# [STATED EXERCISE]
Count the lines in the entries below that contain the string "paved", with case counting. Reply with the number only.

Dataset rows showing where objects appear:
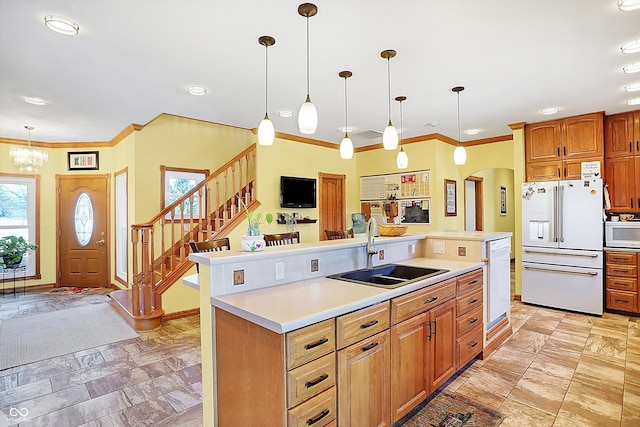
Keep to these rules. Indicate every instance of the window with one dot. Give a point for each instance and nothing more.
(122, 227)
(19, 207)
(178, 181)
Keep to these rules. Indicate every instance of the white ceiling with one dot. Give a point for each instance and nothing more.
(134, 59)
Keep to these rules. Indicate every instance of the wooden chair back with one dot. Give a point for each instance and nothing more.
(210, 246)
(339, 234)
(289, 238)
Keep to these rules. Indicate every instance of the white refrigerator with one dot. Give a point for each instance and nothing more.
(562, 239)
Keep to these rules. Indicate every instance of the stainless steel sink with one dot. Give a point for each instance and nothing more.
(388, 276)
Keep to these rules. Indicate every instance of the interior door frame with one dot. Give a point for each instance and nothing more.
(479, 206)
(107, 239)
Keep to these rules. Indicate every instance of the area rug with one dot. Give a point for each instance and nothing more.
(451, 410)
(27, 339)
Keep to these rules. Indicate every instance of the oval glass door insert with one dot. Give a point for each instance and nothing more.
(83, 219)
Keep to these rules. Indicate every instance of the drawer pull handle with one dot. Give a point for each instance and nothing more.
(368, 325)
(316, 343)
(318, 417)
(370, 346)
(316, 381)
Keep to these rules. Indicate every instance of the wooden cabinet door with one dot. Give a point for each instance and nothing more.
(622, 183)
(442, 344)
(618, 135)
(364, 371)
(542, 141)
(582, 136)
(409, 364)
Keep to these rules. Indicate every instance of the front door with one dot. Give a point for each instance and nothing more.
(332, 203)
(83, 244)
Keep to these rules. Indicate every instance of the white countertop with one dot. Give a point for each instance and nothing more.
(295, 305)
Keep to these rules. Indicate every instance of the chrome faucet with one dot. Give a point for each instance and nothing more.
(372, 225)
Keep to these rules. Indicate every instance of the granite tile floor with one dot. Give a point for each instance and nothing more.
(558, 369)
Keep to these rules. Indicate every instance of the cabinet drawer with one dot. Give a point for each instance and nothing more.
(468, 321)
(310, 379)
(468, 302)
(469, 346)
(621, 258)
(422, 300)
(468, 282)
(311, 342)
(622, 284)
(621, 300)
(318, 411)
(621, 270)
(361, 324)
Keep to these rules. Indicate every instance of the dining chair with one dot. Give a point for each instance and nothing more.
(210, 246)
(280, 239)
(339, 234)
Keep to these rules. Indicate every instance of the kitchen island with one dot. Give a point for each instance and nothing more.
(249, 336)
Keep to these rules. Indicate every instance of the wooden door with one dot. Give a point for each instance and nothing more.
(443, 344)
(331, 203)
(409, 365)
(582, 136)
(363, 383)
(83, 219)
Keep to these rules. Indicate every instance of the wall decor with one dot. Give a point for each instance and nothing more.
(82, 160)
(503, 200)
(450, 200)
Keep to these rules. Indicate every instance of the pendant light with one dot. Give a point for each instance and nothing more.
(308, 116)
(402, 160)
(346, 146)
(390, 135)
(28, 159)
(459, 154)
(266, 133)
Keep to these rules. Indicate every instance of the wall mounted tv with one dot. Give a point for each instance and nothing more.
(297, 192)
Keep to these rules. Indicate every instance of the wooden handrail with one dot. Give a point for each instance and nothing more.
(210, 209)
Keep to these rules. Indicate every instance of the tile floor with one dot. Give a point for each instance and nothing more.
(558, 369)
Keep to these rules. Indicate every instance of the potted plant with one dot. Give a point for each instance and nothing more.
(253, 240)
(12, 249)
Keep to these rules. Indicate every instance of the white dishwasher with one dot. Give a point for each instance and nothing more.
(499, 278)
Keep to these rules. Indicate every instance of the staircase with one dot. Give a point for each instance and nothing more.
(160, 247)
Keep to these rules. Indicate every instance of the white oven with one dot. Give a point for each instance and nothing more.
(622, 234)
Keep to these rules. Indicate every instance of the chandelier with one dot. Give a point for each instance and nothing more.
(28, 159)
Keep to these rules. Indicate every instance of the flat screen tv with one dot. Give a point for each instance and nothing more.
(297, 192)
--
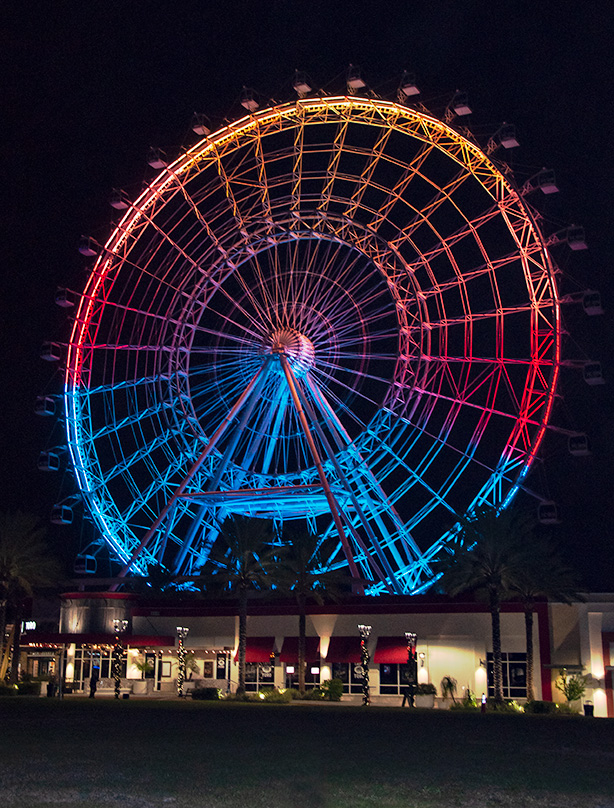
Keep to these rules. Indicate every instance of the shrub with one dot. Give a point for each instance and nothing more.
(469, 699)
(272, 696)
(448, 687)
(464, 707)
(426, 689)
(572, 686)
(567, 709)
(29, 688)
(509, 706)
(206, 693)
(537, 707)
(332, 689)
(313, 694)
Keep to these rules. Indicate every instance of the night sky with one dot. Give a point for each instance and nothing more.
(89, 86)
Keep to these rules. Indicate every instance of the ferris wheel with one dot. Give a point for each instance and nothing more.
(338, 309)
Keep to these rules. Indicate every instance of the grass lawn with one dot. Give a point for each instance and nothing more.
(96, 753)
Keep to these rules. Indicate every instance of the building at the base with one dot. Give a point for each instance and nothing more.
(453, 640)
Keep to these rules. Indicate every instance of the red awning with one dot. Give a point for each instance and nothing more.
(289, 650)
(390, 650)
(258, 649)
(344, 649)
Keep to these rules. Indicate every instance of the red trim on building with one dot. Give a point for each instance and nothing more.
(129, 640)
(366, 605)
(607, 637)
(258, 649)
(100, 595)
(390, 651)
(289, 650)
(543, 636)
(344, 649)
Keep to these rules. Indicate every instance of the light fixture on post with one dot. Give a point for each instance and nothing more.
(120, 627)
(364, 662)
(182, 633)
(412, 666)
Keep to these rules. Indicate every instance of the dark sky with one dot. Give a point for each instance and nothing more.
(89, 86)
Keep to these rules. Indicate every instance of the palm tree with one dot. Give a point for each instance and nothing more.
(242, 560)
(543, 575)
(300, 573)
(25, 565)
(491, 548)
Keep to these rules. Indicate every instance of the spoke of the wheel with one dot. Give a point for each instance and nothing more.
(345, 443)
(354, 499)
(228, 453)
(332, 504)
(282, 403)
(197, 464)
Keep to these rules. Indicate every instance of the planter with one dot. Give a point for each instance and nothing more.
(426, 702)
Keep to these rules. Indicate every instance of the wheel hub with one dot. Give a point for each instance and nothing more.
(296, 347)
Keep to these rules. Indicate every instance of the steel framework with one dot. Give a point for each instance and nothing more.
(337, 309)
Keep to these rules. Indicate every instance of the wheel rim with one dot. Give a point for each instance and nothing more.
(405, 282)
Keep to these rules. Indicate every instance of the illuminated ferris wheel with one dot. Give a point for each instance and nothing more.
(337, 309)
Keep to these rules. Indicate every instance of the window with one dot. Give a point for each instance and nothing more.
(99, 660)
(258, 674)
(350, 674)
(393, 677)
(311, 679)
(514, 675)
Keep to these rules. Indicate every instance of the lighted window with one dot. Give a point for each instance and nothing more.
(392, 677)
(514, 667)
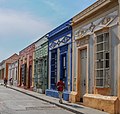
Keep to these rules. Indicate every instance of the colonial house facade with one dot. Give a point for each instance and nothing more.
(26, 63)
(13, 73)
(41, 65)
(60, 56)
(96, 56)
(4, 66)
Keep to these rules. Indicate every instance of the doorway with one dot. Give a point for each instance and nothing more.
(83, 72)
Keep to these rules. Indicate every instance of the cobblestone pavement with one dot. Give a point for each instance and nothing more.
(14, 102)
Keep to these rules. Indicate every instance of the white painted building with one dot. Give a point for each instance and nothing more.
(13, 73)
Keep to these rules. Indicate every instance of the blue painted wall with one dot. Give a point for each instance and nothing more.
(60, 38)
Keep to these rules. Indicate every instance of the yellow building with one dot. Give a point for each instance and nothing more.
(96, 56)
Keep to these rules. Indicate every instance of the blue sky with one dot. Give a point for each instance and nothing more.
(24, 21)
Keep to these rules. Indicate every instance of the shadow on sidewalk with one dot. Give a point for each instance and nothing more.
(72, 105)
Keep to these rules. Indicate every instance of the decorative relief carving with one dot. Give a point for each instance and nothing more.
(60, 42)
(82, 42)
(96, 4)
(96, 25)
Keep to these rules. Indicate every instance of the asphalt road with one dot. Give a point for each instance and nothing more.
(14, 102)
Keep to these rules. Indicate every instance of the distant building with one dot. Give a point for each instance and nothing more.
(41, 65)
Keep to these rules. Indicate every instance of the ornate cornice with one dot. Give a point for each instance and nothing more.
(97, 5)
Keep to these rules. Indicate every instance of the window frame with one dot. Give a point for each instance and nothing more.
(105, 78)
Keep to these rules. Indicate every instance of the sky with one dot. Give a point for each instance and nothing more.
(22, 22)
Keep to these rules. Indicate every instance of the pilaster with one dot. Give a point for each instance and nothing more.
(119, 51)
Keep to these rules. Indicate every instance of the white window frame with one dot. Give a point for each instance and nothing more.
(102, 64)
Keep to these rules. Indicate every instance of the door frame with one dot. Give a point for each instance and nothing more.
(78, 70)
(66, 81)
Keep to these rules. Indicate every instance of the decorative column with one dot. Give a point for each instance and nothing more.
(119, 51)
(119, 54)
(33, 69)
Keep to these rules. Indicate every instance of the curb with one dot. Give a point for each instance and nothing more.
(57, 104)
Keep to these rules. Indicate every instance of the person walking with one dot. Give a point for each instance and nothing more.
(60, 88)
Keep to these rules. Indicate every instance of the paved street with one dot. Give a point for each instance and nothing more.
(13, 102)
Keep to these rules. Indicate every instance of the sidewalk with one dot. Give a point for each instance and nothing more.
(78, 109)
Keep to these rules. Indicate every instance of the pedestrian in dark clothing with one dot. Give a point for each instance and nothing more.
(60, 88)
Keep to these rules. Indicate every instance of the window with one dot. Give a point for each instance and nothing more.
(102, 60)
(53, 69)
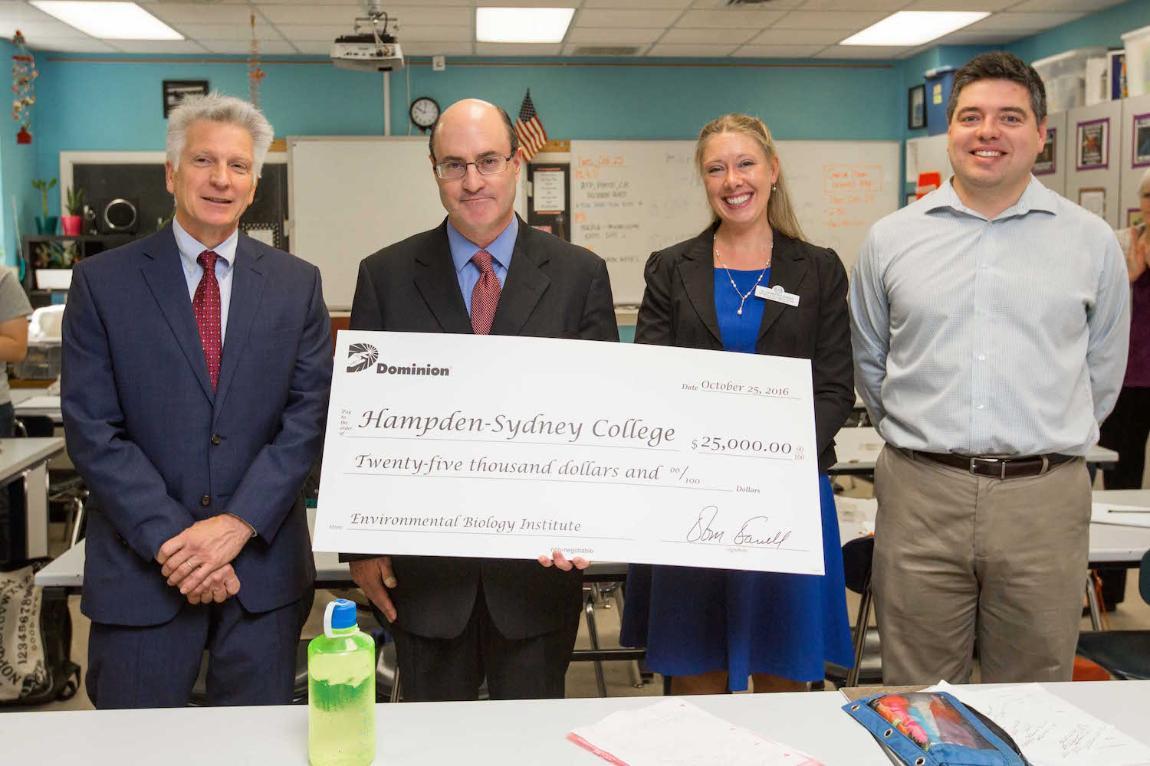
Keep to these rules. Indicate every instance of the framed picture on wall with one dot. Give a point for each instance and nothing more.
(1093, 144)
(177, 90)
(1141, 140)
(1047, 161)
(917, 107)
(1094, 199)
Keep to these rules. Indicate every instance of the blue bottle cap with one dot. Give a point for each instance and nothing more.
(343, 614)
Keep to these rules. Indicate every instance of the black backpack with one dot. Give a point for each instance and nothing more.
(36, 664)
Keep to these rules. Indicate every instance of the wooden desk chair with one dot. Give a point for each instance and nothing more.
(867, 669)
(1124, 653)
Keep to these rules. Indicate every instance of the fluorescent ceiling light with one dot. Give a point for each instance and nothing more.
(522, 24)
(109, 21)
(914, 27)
...
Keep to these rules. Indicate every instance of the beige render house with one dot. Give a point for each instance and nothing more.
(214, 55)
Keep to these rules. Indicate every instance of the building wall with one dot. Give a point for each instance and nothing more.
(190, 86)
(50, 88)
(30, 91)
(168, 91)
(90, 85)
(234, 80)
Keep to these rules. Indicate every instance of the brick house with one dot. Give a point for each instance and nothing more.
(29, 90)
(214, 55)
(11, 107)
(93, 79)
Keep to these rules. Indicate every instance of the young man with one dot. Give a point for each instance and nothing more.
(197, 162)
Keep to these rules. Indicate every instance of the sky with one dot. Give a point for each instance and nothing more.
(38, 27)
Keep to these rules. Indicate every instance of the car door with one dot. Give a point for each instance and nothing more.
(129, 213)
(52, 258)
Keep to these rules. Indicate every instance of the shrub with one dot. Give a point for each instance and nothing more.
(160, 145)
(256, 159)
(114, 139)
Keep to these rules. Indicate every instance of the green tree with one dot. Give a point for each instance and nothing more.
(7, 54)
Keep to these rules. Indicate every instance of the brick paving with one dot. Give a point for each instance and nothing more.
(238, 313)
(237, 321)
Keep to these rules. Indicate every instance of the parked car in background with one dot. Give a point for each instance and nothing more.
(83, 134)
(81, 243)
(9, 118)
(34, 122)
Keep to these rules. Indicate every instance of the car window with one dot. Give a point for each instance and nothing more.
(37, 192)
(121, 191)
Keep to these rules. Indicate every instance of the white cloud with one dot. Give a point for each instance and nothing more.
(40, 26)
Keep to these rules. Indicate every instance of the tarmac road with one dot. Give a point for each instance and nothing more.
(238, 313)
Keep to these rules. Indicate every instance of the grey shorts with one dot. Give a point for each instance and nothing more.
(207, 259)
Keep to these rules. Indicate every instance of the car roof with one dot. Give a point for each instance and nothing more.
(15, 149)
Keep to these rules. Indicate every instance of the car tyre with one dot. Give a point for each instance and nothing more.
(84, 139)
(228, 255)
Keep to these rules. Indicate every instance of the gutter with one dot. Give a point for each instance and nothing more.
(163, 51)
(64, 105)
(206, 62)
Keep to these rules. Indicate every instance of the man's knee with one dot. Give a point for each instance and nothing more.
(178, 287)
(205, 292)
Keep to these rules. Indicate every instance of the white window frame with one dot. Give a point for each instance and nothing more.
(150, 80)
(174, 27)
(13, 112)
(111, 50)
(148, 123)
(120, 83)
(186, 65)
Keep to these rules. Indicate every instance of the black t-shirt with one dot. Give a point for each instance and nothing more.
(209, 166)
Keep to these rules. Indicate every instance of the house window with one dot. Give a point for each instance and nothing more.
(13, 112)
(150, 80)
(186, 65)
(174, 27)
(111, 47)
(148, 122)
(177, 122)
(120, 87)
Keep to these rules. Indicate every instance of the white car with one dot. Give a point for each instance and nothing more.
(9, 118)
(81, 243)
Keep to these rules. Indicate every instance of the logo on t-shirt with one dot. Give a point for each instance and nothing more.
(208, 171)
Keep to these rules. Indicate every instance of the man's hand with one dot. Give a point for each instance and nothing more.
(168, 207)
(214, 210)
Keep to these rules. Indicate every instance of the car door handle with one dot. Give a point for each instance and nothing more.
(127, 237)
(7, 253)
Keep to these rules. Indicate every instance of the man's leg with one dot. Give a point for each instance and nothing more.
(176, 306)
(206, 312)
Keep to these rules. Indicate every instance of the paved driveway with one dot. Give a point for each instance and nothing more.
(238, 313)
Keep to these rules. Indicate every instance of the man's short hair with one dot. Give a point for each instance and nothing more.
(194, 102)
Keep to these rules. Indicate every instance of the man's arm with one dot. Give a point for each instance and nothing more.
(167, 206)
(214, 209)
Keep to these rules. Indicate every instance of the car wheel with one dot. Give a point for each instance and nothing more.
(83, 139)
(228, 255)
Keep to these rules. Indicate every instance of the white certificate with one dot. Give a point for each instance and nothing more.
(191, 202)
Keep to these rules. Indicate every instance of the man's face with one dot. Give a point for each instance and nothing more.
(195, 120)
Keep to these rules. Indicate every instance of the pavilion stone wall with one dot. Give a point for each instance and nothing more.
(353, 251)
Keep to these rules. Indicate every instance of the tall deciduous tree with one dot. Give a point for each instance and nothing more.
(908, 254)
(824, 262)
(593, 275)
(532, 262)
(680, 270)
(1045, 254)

# [ANSWER TO THIS PROBLEM]
2